**Brief**: Write out the entire Gemsbok forum thread word for word, with all its headings and posts.

**Text**:
# Gemsbok Ocktober 2005



## Bushman (Nov 25, 2003)

Congrats on that Gemsbok Boesman.

I have used Rockets for years and have had great success with them all, from 100 grain to 125 grain Steelheads, to the deadly 100 grain Hammerhead. The Hammerheads are awesome for warthog and Impala. I prefer to use the 125 grain on Gemsbok, Kudu sized game though.

When it comes to mechs, either you love them or hate them - there is so much debate that surrounds them..........

I shoot a 100# Bowtech Tribute, 660 grain easton realtree 300's with Rockets.


----------



## Bushman (Nov 25, 2003)

Boesman, this is a Hammerhead that I shot through a Gemsbok about two years ago. See how the blades bent but did not break.


----------



## Boesman (Jun 16, 2006)

The hammerhead I used on the Gemsbok, the broken piece was found in the opposite shoulder blade, must have broken of in the death run. I hit the opposite shoulder and did not get full penetration but the hart and lungs were cut to pieces with an clear blood trail, not that the trail was needed.

**Information given**:
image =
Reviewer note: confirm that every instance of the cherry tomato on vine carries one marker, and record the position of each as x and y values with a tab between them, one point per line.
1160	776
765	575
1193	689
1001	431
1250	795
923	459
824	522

**Written answer**:
# Gemsbok Ocktober 2005



## Bushman (Nov 25, 2003)

Congrats on that Gemsbok Boesman.

I have used Rockets for years and have had great success with them all, from 100 grain to 125 grain Steelheads, to the deadly 100 grain Hammerhead. The Hammerheads are awesome for warthog and Impala. I prefer to use the 125 grain on Gemsbok, Kudu sized game though.

When it comes to mechs, either you love them or hate them - there is so much debate that surrounds them..........

I shoot a 100# Bowtech Tribute, 660 grain easton realtree 300's with Rockets.


----------



## Bushman (Nov 25, 2003)

Boesman, this is a Hammerhead that I shot through a Gemsbok about two years ago. See how the blades bent but did not break.


----------



## Boesman (Jun 16, 2006)

The hammerhead I used on the Gemsbok, the broken piece was found in the opposite shoulder blade, must have broken of in the death run. I hit the opposite shoulder and did not get full penetration but the hart and lungs were cut to pieces with an clear blood trail, not that the trail was needed.